- **Source text**:
══════════════════════════════

The Problem With Your Five-Year Plan

About 1 million years ago, I was wrestling with what I believed (at 23) to be the biggest, most important decision of my life. The weight of it felt crushing. So, naturally, I got on a plane and flew to Florida to talk it through with the two people who knew me best and who also happened to be my biggest cheerleaders: my parents.

We spent the weekend dissecting every angle. Pros, cons, potential consequences, imagined outcomes. I repeated the same thoughts over and over. I had an answer to every question they asked and an objection to every suggestion they made. As always, my parents were insightful and patient. Exceptionally patient. Even as I looped through the same arguments for the fifth or fiftieth time.

Finally, at one point, I threw my hands up and said in frustration, “You don’t understand! This is the biggest decision of my life!”

My mom, often the voice of reason, paused and said, “That’s just not so. You have no idea what the biggest decision of your life will be. It might be walking out of your building and turning right instead of left. You turn right and get hit by a bus. You turn left and meet the love of your life.”

Her comment has stayed with me ever since.

We think we can blueprint our lives. That if we plan carefully enough, do all the right things, control all the variables, we’ll land where we’re supposed to. And sure, planning has its place. Vision matters. But the idea that we can map out our lives with precision? That’s a myth we cling to for comfort—not a reality we can count on.

Just yesterday, a client nearing the end of our coaching engagement told me, “What I really want before we wrap is a six-month, twelve-month, and five-year plan. I need a plan so I know exactly what to do and how to get there.”

I get it. I do. We all crave that sense of certainty. A clear line from here to there. But what I wanted to say (and maybe what I did say, kindly) is: you can’t possibly know that. Not fully. Not now.

══════════════════════════════

- **Excerpted data**:
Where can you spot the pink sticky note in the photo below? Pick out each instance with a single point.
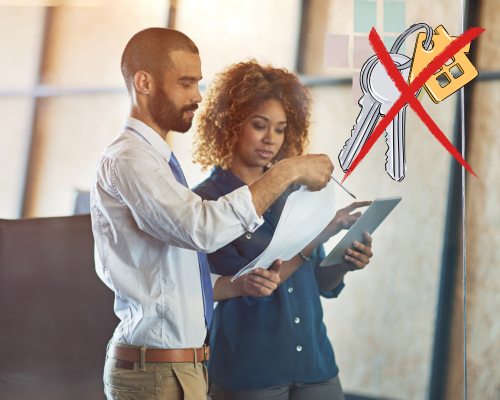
(356, 88)
(362, 51)
(336, 50)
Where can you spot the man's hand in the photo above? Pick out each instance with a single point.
(343, 220)
(359, 254)
(260, 282)
(313, 170)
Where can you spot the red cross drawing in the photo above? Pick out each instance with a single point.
(408, 93)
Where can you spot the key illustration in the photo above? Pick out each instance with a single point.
(379, 94)
(453, 75)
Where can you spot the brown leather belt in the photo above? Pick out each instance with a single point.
(133, 354)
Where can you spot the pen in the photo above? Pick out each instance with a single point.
(338, 183)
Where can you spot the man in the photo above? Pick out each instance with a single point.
(151, 231)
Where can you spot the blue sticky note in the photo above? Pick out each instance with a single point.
(394, 16)
(365, 15)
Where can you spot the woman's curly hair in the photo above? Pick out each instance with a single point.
(234, 95)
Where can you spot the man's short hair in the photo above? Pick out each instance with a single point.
(149, 50)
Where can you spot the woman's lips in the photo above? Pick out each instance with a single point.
(264, 153)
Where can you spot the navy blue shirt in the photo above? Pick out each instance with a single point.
(276, 340)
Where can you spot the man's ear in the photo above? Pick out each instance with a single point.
(143, 82)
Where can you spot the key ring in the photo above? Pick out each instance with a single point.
(401, 38)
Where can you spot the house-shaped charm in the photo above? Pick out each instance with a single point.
(454, 74)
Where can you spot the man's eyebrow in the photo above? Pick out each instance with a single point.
(190, 78)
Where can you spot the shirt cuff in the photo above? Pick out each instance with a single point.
(332, 293)
(213, 278)
(242, 205)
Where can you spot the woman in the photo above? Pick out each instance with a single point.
(273, 347)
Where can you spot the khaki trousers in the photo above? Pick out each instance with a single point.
(158, 381)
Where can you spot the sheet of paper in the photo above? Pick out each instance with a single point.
(304, 216)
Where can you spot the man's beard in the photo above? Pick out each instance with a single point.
(166, 115)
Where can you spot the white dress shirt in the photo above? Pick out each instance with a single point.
(147, 229)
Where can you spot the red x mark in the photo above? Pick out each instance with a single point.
(408, 93)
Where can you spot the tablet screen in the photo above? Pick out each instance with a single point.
(368, 222)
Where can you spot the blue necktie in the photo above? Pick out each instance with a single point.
(206, 283)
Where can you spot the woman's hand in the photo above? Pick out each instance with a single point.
(344, 219)
(260, 282)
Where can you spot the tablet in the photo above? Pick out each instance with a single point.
(368, 222)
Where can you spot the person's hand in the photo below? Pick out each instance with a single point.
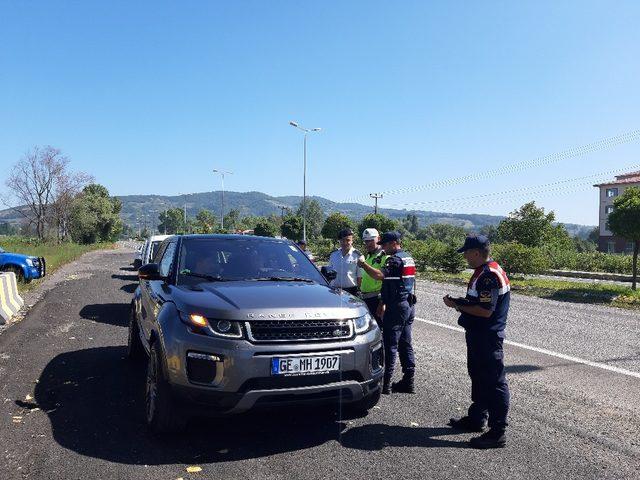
(448, 301)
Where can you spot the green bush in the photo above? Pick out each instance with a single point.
(514, 257)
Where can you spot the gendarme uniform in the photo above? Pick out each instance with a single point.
(370, 287)
(489, 288)
(397, 295)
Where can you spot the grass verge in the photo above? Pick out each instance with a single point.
(55, 254)
(563, 290)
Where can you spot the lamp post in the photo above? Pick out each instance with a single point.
(304, 176)
(222, 173)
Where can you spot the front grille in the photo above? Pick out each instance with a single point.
(277, 382)
(299, 330)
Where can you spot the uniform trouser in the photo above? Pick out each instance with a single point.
(372, 305)
(489, 388)
(396, 336)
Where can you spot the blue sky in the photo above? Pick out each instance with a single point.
(150, 96)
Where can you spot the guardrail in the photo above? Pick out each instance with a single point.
(10, 299)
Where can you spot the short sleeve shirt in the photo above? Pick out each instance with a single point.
(347, 268)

══════════════════════════════

- **Problems to solve**:
• a. Could you copy the five-year-plan essay word for word, from "Finally, at one" to "me ever since."?
• b. Can you continue the five-year-plan essay past its final sentence?

- **Responses by task**:
• a.
Finally, at one point, I threw my hands up and said in frustration, “You don’t understand! This is the biggest decision of my life!”

My mom, often the voice of reason, paused and said, “That’s just not so. You have no idea what the biggest decision of your life will be. It might be walking out of your building and turning right instead of left. You turn right and get hit by a bus. You turn left and meet the love of your life.”

Her comment has stayed with me ever since.

• b.
It’s not that creating a vision or setting goals is foolish. It’s just that life—beautiful, messy, unpredictable life—rarely honors the plan. I’ve known this since I was 23. And if we hadn’t all learned that by March 2020, surely the years that followed have driven it home.

It is not difficult to predict the future. It is impossible.

And still, this isn’t a call to throw up your hands and drift. I believe in preparation. I believe in hard work. I believe in showing up, every day. But I also believe we need to hold those things lightly. We need to keep our eyes up—on the horizon, on what’s possible—and stay open to the opportunities and pivots that life will inevitably throw in our path.

Take the next step. Then the next. And then the one after that. But do it with a kind of open-handedness, a willingness to adjust course, change your mind, try something new and be surprised.

Very few people actually execute a five-year plan—not because they’re lazy or unmotivated, but because life doesn’t work like that. Life is, by its very nature, an unpredictable experience.

So we build our toolkit. We grow our resilience. We clarify what matters most—knowing that even that might shift.

And I know this isn’t always a welcome message. Clients don’t always love hearing it from me. What we want is a guarantee. A formula. A neat little equation: if I do X, then I’ll get Y.

But life is more art than math.

So plan. Prepare. Dream big.

But keep your eyes up and leave space for the unknown. It’s usually where the most interesting things are hiding.